— Exercise details —
No pictures go in the copy; everything else in the records below must be output exactly.

— Records provided —
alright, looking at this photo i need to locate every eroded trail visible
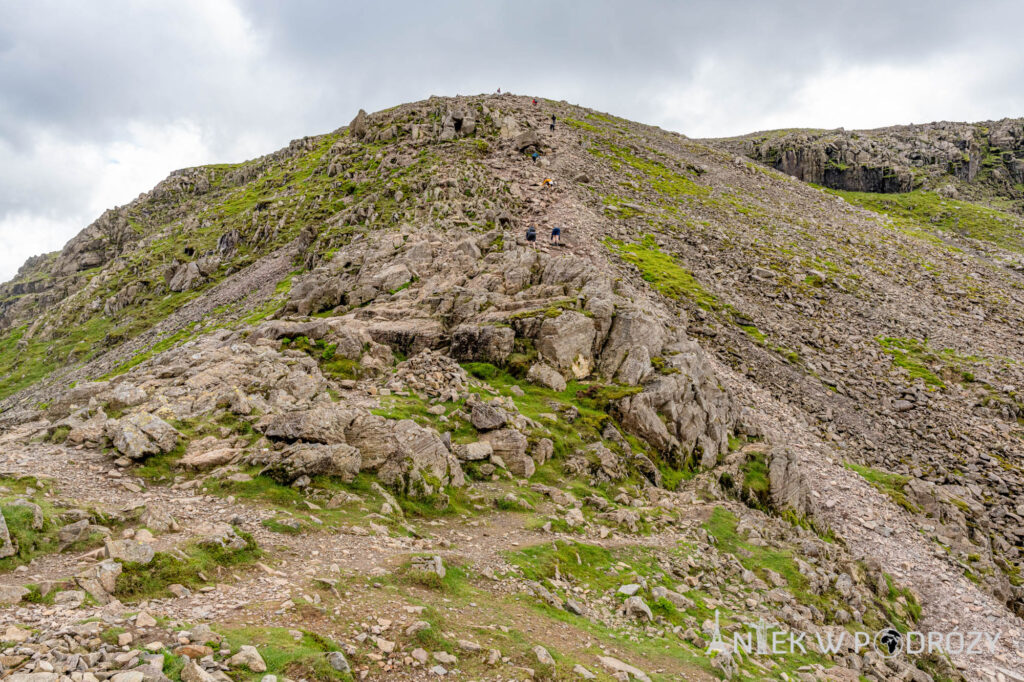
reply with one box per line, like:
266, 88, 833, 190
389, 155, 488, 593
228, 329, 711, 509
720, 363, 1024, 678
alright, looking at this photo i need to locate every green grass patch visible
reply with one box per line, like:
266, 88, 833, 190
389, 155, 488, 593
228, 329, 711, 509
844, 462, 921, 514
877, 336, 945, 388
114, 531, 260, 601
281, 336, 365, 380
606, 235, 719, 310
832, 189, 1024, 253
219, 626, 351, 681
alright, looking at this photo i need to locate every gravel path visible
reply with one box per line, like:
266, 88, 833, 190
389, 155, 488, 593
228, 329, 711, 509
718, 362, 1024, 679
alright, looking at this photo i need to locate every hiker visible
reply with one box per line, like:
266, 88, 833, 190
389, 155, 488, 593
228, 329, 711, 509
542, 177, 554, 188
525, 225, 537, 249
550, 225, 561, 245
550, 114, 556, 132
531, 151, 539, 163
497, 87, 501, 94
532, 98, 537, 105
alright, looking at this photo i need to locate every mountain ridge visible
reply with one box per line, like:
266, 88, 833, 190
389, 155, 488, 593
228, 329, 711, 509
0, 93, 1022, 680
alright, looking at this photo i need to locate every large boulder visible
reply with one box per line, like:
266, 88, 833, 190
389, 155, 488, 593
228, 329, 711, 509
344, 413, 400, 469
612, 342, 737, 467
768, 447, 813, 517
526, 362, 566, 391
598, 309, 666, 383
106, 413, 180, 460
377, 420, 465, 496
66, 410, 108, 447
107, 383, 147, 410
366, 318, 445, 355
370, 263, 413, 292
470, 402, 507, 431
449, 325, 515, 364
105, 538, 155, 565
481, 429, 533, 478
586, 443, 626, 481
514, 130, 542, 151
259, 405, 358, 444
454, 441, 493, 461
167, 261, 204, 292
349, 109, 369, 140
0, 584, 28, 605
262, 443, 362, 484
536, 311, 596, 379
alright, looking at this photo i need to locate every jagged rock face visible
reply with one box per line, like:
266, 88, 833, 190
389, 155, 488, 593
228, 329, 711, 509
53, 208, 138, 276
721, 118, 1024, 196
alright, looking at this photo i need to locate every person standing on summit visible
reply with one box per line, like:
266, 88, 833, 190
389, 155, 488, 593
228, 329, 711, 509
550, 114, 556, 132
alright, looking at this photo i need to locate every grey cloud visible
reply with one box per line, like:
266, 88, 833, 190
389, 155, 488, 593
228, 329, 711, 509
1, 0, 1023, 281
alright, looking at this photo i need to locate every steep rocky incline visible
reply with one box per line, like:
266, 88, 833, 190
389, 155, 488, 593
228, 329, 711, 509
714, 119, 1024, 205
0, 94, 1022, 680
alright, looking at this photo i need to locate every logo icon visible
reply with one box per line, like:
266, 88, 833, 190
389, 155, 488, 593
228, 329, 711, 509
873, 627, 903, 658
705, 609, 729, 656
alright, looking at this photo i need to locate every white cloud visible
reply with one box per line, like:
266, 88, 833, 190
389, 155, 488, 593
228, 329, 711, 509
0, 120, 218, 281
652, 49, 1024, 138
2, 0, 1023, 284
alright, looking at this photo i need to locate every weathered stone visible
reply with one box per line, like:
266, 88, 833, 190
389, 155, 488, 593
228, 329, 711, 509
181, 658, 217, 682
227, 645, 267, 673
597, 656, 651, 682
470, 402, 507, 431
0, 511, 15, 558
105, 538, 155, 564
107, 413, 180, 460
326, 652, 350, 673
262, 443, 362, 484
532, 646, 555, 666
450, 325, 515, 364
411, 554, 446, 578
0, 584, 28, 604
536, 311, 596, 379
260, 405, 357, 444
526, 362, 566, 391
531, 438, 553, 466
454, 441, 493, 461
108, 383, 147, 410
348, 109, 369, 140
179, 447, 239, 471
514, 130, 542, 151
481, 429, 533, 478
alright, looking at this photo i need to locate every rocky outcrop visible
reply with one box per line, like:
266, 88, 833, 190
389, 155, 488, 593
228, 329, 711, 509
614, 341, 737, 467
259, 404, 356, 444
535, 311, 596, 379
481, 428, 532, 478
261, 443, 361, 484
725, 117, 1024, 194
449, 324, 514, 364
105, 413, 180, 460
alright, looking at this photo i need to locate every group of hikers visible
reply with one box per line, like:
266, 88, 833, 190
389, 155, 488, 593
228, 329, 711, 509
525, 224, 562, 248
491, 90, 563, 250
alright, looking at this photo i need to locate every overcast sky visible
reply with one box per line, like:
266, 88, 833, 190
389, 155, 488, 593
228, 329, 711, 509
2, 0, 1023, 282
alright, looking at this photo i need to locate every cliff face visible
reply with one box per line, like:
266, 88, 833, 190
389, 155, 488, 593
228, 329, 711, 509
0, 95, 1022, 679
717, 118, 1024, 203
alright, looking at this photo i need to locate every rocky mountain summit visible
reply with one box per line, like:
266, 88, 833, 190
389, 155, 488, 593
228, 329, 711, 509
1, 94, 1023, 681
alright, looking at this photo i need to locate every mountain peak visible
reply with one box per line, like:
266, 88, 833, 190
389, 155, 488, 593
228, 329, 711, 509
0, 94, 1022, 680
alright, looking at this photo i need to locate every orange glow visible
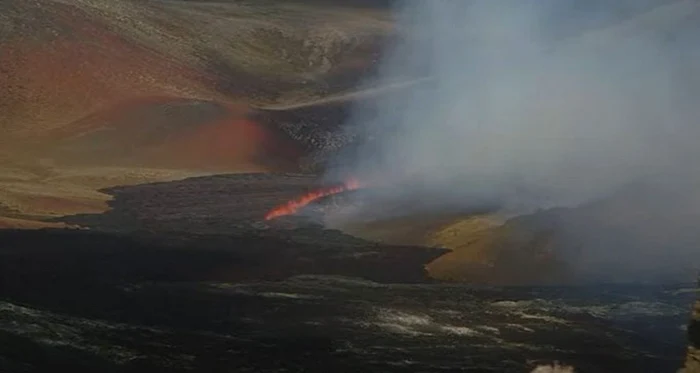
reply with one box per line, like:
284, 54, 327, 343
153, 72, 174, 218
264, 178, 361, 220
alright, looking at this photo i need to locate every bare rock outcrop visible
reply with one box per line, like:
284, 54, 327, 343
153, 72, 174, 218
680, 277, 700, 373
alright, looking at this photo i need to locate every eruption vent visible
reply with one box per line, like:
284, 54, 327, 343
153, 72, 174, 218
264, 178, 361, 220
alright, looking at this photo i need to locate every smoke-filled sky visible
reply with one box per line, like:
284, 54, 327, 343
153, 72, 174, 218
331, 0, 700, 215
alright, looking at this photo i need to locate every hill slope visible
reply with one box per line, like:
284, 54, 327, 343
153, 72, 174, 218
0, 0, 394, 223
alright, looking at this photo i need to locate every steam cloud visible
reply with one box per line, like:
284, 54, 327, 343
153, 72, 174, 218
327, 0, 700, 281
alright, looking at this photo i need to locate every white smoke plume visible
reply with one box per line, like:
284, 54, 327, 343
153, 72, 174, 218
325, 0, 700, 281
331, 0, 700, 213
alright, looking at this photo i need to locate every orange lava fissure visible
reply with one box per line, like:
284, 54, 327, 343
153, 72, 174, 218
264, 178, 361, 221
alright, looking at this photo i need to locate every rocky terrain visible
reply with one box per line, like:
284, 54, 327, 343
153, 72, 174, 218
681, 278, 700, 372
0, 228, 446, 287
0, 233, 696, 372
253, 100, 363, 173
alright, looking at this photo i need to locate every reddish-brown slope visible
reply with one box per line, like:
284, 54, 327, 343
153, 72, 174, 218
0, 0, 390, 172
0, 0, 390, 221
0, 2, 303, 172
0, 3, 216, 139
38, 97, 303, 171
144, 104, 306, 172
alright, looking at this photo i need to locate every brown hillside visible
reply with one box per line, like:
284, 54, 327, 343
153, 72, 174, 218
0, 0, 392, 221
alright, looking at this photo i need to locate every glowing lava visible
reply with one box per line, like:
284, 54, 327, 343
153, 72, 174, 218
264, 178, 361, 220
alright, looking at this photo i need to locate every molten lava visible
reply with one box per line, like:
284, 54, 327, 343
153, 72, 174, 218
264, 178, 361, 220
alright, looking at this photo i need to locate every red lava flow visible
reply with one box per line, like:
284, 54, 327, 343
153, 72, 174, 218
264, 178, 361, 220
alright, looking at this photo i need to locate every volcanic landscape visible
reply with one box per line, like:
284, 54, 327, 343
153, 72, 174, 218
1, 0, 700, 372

— Result of the exercise —
alright, looking at this photo i need to locate every eroded trail visible
reply with one box per line, like:
266, 88, 833, 190
389, 155, 488, 593
228, 329, 711, 509
720, 363, 1024, 678
alright, looking at this photo i need to locate every green grass patch visible
reply with one box per line, like:
266, 88, 833, 190
389, 155, 488, 593
228, 329, 711, 509
844, 462, 921, 514
877, 336, 945, 388
114, 531, 260, 601
281, 336, 365, 380
606, 235, 719, 310
832, 189, 1024, 253
219, 626, 351, 681
alright, looking at this photo i need to locate every gravel path visible
reply with one box per line, like:
266, 88, 833, 190
389, 155, 488, 593
228, 329, 711, 509
718, 362, 1024, 679
alright, looking at this photo i need to locate every hiker visible
reply with one box per line, like:
266, 88, 833, 190
389, 155, 488, 593
228, 329, 711, 509
542, 177, 554, 188
525, 225, 537, 249
550, 225, 561, 245
550, 114, 556, 132
531, 151, 539, 163
497, 87, 501, 94
532, 98, 537, 105
alright, looking at this photo i need to locate every mountain ridge visible
reply with one box per line, like:
266, 88, 833, 190
389, 155, 488, 593
228, 329, 711, 509
0, 93, 1022, 680
alright, looking at this photo i need to locate every large boulder visible
reply with one box per line, like:
266, 88, 833, 190
389, 155, 488, 593
228, 329, 711, 509
344, 413, 400, 469
612, 342, 737, 467
768, 447, 813, 517
526, 362, 566, 391
598, 309, 666, 383
106, 413, 180, 460
377, 420, 465, 496
66, 410, 108, 447
107, 383, 147, 410
366, 318, 445, 355
370, 263, 413, 292
470, 402, 507, 431
449, 325, 515, 364
105, 538, 155, 565
481, 429, 533, 478
586, 443, 626, 481
514, 130, 542, 151
259, 405, 358, 444
454, 441, 493, 461
167, 261, 204, 292
349, 109, 369, 140
0, 584, 28, 605
262, 443, 362, 484
536, 311, 596, 379
alright, looking at this photo i need to locate every jagged rock face visible
reply with one box per line, like:
266, 88, 833, 190
389, 155, 488, 593
228, 329, 711, 509
53, 208, 138, 276
721, 118, 1024, 196
alright, looking at this photo i need to locate every person standing on summit visible
reply with one box per line, like:
266, 88, 833, 190
389, 155, 488, 593
228, 329, 711, 509
550, 114, 556, 132
alright, looking at this photo i need to locate every grey cloud visible
reply with one box per line, like:
266, 88, 833, 190
389, 155, 488, 593
228, 329, 711, 509
1, 0, 1023, 281
alright, looking at this photo i need to locate every steep rocky incline visible
reply with one box per line, like:
266, 88, 833, 190
389, 155, 488, 593
228, 329, 711, 509
714, 119, 1024, 205
0, 94, 1022, 680
alright, looking at this photo i need to locate every logo icon visible
reply with one box per line, like:
266, 88, 833, 190
389, 155, 488, 593
228, 329, 711, 509
873, 627, 903, 658
705, 609, 729, 656
alright, looking at this photo i need to locate every white cloud visible
reply with one box per line, like:
266, 88, 833, 190
389, 155, 488, 593
228, 329, 711, 509
0, 120, 218, 281
652, 49, 1024, 138
2, 0, 1023, 284
alright, looking at this photo i need to locate every weathered stone visible
reply with one box per line, like:
266, 88, 833, 190
389, 155, 488, 593
228, 329, 711, 509
181, 658, 217, 682
227, 645, 267, 673
597, 656, 651, 682
470, 402, 507, 431
0, 511, 15, 558
105, 538, 155, 564
107, 413, 180, 460
326, 652, 350, 673
262, 443, 362, 484
532, 646, 555, 666
450, 325, 515, 364
411, 554, 446, 578
0, 584, 28, 604
536, 311, 596, 379
260, 405, 357, 444
526, 362, 566, 391
531, 438, 553, 466
454, 441, 493, 461
108, 383, 147, 410
348, 109, 369, 140
179, 447, 239, 471
514, 130, 542, 151
481, 429, 533, 478
alright, looking at this photo i need to locate every rocky outcrop visible
reply with one box per line, like:
266, 88, 833, 190
389, 155, 488, 593
228, 329, 711, 509
614, 341, 737, 467
259, 404, 356, 444
535, 311, 596, 379
481, 428, 532, 478
261, 443, 361, 484
725, 117, 1024, 194
449, 324, 514, 364
105, 413, 180, 460
alright, looking at this photo i need to locate every group of hikers visible
reply with one box per line, like:
266, 88, 833, 190
389, 155, 488, 593
228, 329, 711, 509
525, 224, 562, 248
491, 90, 563, 250
alright, looking at this photo i need to locate every overcast sky visible
reply with one box per line, like:
266, 88, 833, 190
389, 155, 488, 593
228, 329, 711, 509
2, 0, 1023, 282
alright, looking at this photo i need to locate every cliff face visible
reply with one box per line, like:
266, 88, 833, 190
389, 155, 488, 593
228, 329, 711, 509
0, 95, 1022, 679
717, 118, 1024, 203
alright, looking at this photo i need to locate every rocky mountain summit visible
reply with one box per line, like:
266, 88, 833, 190
389, 155, 488, 593
228, 329, 711, 509
1, 94, 1023, 681
alright, looking at this photo i need to locate every mountain peak visible
reply with one box per line, like:
266, 88, 833, 190
389, 155, 488, 593
228, 329, 711, 509
0, 94, 1022, 680
alright, looking at this photo i need to locate every orange glow visible
reply with one box per line, like:
284, 54, 327, 343
153, 72, 174, 218
264, 178, 361, 220
alright, looking at this photo i need to locate every bare rock outcrop visible
reply with one box per line, like:
284, 54, 327, 343
153, 72, 174, 218
680, 277, 700, 373
alright, looking at this photo i need to locate every eruption vent visible
reply with one box per line, like:
284, 54, 327, 343
153, 72, 174, 218
264, 178, 361, 220
alright, looking at this photo i need to locate every smoke-filled sky visible
reply with one box per line, like:
284, 54, 327, 343
153, 72, 174, 218
331, 0, 700, 215
alright, looking at this photo i need to locate every hill slope visible
reply with one box per line, like:
284, 54, 327, 343
153, 72, 174, 218
0, 0, 394, 223
alright, looking at this photo i need to locate every steam cloud visible
reply with one box per line, like:
284, 54, 327, 343
153, 72, 174, 218
327, 0, 700, 281
alright, looking at this photo i need to locate every white smoke plume visible
reply with one box per line, like:
284, 54, 327, 343
153, 72, 174, 218
325, 0, 700, 281
331, 0, 700, 213
alright, looking at this photo i need to locate every orange lava fissure visible
reply with one box per line, like:
284, 54, 327, 343
153, 72, 174, 218
264, 178, 361, 221
alright, looking at this photo i need to locate every rocky terrain visible
reply with one box per line, like:
284, 54, 327, 343
153, 72, 174, 218
681, 278, 700, 372
0, 228, 446, 287
0, 233, 696, 372
253, 100, 363, 173
alright, looking at this photo i need to locate every reddish-brown slope visible
reply with one box per line, like:
284, 54, 327, 343
153, 72, 174, 218
0, 0, 390, 172
0, 0, 390, 221
0, 2, 303, 172
0, 3, 216, 139
38, 97, 303, 171
144, 104, 306, 172
alright, looking at this photo i need to locate every brown hillside visible
reply with one box per line, like:
284, 54, 327, 343
153, 72, 174, 218
0, 0, 392, 221
alright, looking at this photo i need to locate every glowing lava visible
reply with one box per line, like:
284, 54, 327, 343
153, 72, 174, 218
264, 178, 361, 220
alright, looking at this photo i need to locate every molten lava visible
reply with one box per line, like:
284, 54, 327, 343
153, 72, 174, 218
264, 178, 361, 220
alright, looking at this photo i need to locate every red lava flow visible
reply with one box per line, like:
284, 54, 327, 343
153, 72, 174, 218
264, 178, 361, 220
alright, looking at this photo i need to locate every volcanic landscape visible
reply with one box per line, like:
284, 54, 327, 343
153, 72, 174, 218
1, 0, 700, 372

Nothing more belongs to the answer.